Exercise directions | The response should consist of the records that follow, repeated exactly.

*** Opening of Source information ***

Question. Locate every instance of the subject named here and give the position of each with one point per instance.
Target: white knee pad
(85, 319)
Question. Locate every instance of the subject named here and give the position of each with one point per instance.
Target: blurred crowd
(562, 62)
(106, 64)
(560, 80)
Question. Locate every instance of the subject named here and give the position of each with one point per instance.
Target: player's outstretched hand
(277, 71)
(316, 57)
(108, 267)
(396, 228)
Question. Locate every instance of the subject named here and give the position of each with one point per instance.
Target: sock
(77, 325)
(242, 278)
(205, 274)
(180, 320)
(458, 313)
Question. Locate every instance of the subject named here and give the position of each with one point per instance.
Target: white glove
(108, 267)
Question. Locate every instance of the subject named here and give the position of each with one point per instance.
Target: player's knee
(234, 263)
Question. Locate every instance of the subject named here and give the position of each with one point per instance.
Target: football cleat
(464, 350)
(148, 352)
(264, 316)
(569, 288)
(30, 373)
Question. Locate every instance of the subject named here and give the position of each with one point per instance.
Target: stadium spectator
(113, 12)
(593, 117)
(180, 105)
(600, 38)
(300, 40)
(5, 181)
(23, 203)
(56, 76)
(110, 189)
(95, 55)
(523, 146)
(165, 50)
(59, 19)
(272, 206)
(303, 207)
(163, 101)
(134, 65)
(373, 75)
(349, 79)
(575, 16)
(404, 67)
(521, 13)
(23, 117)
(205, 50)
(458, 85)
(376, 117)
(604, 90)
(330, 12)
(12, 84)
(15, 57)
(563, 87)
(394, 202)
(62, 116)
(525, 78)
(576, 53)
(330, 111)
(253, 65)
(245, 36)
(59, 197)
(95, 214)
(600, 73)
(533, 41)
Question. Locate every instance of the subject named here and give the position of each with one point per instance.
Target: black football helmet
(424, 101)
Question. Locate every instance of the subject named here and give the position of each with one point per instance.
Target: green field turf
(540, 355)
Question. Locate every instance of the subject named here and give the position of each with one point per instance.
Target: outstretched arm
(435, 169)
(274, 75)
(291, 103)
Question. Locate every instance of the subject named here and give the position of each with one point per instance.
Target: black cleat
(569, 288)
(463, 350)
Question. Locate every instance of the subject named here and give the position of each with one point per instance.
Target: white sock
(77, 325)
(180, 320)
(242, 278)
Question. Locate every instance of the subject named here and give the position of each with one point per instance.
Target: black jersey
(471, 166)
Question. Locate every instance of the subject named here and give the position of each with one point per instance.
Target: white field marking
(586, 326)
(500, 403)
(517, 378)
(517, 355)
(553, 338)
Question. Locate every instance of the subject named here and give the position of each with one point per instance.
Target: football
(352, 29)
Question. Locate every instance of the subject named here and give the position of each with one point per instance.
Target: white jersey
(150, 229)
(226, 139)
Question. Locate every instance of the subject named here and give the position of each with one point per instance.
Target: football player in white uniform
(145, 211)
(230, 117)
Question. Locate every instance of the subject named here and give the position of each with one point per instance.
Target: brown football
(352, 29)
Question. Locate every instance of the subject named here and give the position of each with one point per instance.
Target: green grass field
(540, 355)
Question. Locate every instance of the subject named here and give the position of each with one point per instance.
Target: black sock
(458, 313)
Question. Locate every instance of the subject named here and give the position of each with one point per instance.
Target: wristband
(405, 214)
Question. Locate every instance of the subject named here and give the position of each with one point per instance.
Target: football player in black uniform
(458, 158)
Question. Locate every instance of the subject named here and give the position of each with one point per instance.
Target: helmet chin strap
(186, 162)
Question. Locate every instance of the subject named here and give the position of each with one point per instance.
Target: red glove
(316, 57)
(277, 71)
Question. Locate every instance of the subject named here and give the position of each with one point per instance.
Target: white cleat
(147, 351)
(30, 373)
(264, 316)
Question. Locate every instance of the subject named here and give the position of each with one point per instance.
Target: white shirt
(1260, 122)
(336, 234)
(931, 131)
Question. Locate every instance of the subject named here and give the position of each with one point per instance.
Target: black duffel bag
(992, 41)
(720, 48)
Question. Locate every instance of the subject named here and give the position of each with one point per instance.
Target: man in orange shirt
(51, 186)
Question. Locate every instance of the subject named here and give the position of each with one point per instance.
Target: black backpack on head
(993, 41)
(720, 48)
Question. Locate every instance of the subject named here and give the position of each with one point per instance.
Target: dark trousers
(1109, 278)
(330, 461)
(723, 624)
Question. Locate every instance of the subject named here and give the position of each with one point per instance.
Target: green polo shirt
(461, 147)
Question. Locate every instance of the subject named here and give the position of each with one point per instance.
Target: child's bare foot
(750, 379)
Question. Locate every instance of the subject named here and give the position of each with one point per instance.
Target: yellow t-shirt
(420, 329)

*** Close of Source information ***

Response to this task |
Question. Locate every instance of the subject named here and give the position of each with one point per instance.
Target: white knee pad
(85, 319)
Question. Locate every instance of the subject named here and give the position of each with one point per instance.
Target: blurred crowd
(562, 62)
(106, 64)
(560, 80)
Question. Locate every instance of the subject named here and give the position of each with one point per instance.
Target: player's outstretched hand
(277, 71)
(316, 57)
(108, 267)
(396, 228)
Question. Locate every instance of the subject named here and give the position of each with one point per instance.
Target: sock
(77, 325)
(242, 278)
(205, 274)
(180, 320)
(458, 313)
Question. Locate every instance of the subject named here and give the position of each with one point per instance.
Target: white glove
(108, 267)
Question. Locate every instance of the subject named here and give the position of each with one point per instance.
Target: player's knee
(234, 263)
Question. Locate every instance of the subject named here and give the position of each with one point per instance.
Target: football cleat
(464, 350)
(148, 352)
(264, 316)
(569, 288)
(30, 373)
Question. Locate every instance of the subject named here and give the position of each with one point per instance.
Target: stadium spectator
(113, 12)
(593, 117)
(180, 105)
(600, 38)
(300, 40)
(5, 181)
(23, 203)
(56, 76)
(110, 189)
(95, 55)
(523, 146)
(165, 50)
(59, 19)
(272, 206)
(303, 207)
(163, 101)
(134, 65)
(373, 75)
(349, 79)
(575, 16)
(404, 67)
(521, 13)
(23, 117)
(205, 50)
(458, 85)
(376, 117)
(604, 90)
(330, 12)
(12, 84)
(15, 57)
(563, 87)
(394, 202)
(62, 116)
(525, 78)
(576, 53)
(330, 111)
(253, 65)
(245, 36)
(59, 197)
(95, 214)
(600, 73)
(533, 41)
Question. Locate every instance of the subject named here and give the position of each with one point per instance.
Target: black football helmet
(424, 101)
Question. Locate every instance of the subject named here and give the position of each with one point per instance.
Target: green field turf
(540, 355)
Question. Locate every instance of the subject named here and give the position of each with one point per instance.
Target: outstretched arm
(435, 169)
(274, 75)
(291, 103)
Question. Locate every instance of the subject named here and give the position of each with one point per instance.
Target: black cleat
(569, 288)
(463, 350)
Question. Locate every instance of the subject named here and give the position of each with one point per instance.
Target: white sock
(77, 325)
(180, 320)
(242, 278)
Question. Locate every instance of the subject named here and give the position of each with one point per instance.
Target: black jersey
(471, 166)
Question. Locate every instance of the subject named here and give the position of each with one point per instance.
Target: white field marking
(586, 326)
(500, 403)
(517, 378)
(517, 355)
(553, 338)
Question. Locate every instance of the subject named here and give the position of each with one point per instance.
Target: football
(352, 29)
Question. Locate every instance of the subject named here and give the position of each with one point per instance.
Target: white jersey
(150, 229)
(226, 139)
Question. Locate every instance of the subject named here and give the position of each with one point per instance.
Target: football player in white uniform
(145, 211)
(230, 117)
Question. Locate every instance of the subject named here and give the position of each with one point per instance.
Target: brown football
(352, 29)
Question. Locate every instance of the subject named here and give the position of each with one point per instance.
Target: green grass field
(540, 355)
Question. Locate every instance of the subject named here and give the position of each with one point per instance.
Target: black sock
(458, 313)
Question. Locate every instance of the subject named here and give the position of each with one point per instance.
Target: wristband
(405, 214)
Question. Locate every instance of the subject named here and give the position of each with one point per instance.
Target: football player in black uniform
(458, 158)
Question. Locate every instance of the subject named here and give the position of each with one point per instance.
Target: helmet chin strap
(186, 162)
Question. Locate every instance of the subject named here and give the position of each with one point per instance.
Target: red glove
(316, 57)
(277, 71)
Question. Locate every instance of the subject named here and give the position of each with one point per instance.
Target: white cleat
(147, 351)
(30, 373)
(264, 316)
Question. Locate every instance of the subject named here and give the position of each with one point per instance.
Target: white shirt
(1260, 122)
(336, 234)
(931, 131)
Question. Locate every instance of the subject named here and give the position of each with one point per instance.
Target: black duffel bag
(992, 41)
(720, 48)
Question. Locate every instance of the subject named here and give the position of each with one point per instance.
Target: man in orange shirt
(51, 186)
Question. Locate every instance of the subject named here and give the position of each with one point per instance.
Target: black backpack on head
(993, 41)
(720, 48)
Question. Locate every instance of the subject named here and give the position of each with one point per instance.
Target: dark trousers
(1109, 278)
(330, 461)
(723, 624)
Question. Locate every instance of the subject named here and give the position of each with one point per instance.
Target: green polo shirt
(461, 147)
Question. Locate every instance of the subject named here and give the position of each with one point per instance.
Target: child's bare foot
(750, 379)
Question. Locate every instance of the subject named here and give the position of each with one point per instance.
Target: yellow t-shirt
(420, 329)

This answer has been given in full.